**Goal**
Rewrite the entries from the line containing "Where can the window" through the line containing "Target: window" as a Markdown table with the columns Row and Line, skipping any blank lines. Leave the pictures out.

--- start Available records ---

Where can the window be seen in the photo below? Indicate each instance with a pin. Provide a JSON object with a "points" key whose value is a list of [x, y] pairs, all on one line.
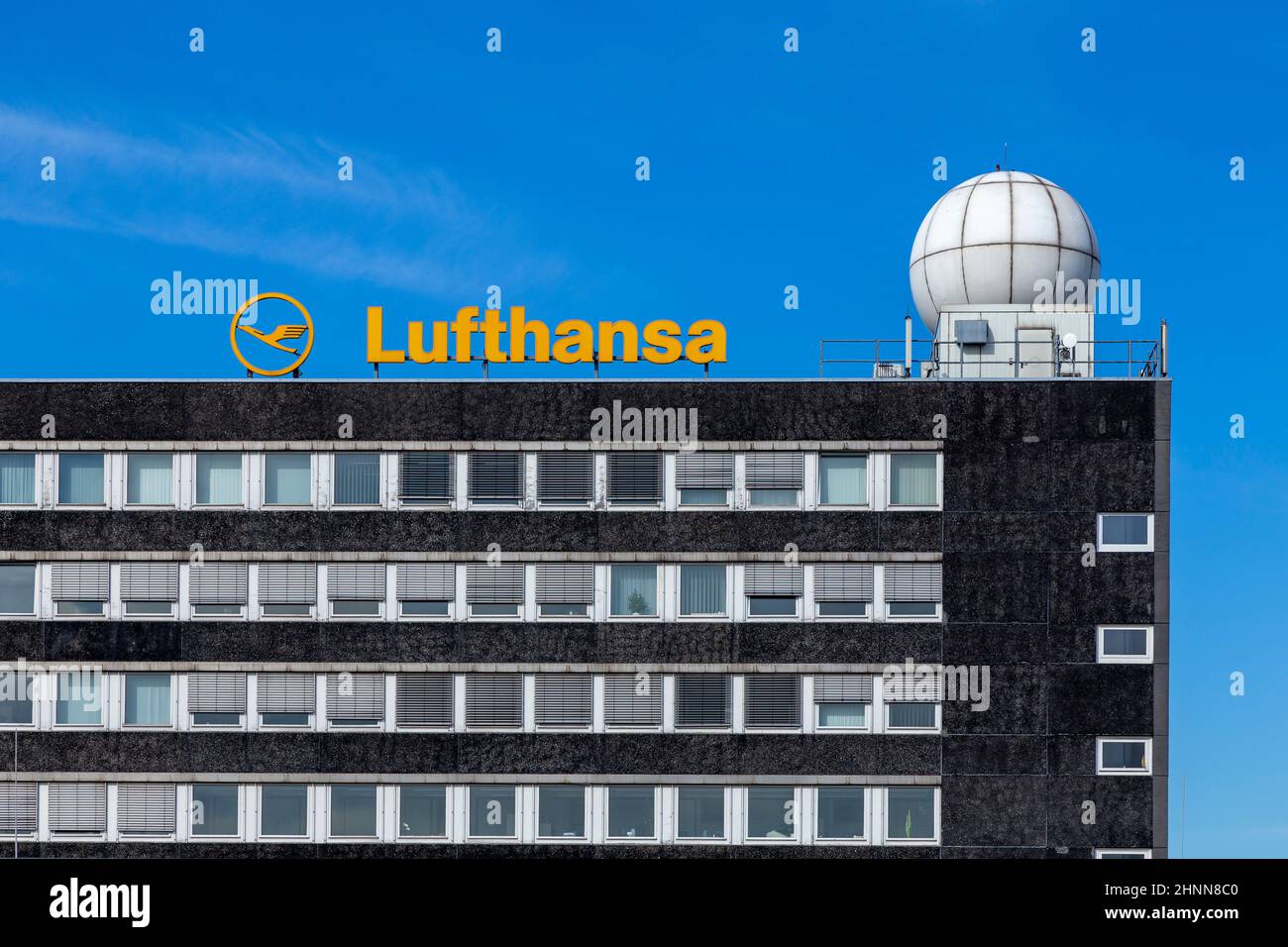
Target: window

--- end Available records ---
--- start Available records ---

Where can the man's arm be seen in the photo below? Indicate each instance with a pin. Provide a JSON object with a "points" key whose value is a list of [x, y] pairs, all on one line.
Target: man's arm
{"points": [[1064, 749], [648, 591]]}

--- end Available records ---

**Complete response**
| Row | Line |
|---|---|
| 1 | Where can the window be seen in the photo below? Indicate each instance with a pin. Provide a JSON object with a "points" key whose value is a list of [x, y] pairs, all on one line. |
| 2 | Target: window |